THE REQUEST:
Present as a numbered list everything from the row containing "of the gold" down to the row containing "pixel 70 25", both included, with blank lines skipped and the pictures left out.

--- Begin DATA RECORDS ---

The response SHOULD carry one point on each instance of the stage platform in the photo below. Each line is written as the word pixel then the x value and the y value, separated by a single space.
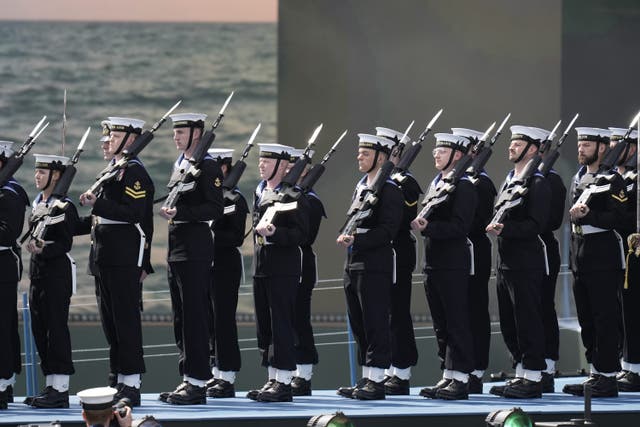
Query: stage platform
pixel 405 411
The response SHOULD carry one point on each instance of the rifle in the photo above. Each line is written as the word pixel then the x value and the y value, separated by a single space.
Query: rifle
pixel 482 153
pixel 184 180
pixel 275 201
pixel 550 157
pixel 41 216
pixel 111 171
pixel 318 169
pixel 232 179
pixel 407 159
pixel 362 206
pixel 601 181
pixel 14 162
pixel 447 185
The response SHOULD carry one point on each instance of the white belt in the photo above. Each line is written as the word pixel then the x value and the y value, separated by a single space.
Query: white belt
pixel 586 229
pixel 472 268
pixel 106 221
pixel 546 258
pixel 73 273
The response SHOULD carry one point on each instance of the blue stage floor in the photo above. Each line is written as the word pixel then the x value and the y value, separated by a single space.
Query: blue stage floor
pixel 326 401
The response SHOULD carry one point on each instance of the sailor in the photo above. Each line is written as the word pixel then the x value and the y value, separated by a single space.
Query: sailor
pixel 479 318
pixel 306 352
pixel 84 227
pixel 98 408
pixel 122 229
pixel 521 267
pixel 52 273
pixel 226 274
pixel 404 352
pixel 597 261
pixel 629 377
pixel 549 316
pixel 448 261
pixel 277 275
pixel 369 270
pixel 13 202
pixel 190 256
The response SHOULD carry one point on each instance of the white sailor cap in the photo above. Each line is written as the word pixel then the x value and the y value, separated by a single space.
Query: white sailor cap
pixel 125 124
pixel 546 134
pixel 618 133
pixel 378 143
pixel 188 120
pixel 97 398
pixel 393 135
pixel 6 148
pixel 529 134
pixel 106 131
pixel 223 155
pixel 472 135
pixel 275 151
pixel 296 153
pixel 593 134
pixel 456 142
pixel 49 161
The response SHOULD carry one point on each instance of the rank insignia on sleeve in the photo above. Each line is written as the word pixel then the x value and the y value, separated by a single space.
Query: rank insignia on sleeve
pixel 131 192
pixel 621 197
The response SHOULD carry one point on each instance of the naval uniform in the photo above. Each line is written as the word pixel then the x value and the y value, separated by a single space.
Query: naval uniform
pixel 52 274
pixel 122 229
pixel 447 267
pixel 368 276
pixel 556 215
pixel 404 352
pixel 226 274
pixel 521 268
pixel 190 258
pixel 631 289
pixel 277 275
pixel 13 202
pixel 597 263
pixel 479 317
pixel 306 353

--- End DATA RECORDS ---
--- Begin DATA RECORDS ---

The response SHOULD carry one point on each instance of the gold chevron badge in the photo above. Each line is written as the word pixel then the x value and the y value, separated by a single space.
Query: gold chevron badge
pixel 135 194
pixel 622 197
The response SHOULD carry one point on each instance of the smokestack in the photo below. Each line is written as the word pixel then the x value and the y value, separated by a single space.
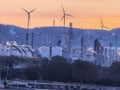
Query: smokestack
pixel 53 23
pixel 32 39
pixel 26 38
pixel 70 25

--- End DATA RECORDS ---

EXPECTED ANSWER:
1. The response SHOULD carry one point on each instance of the gold chevron badge in the photo above. Each line is written as the word pixel then the x value and the y value, separated by a single space.
2. Query: gold chevron badge
3. pixel 135 194
4. pixel 622 197
5. The response SHOULD carry one point on each instance of the smokestack in the photo below. Each line is written as the word pixel then the x value and the y value, separated by a single space.
6. Query: smokestack
7. pixel 53 23
8. pixel 32 39
9. pixel 26 38
10. pixel 70 25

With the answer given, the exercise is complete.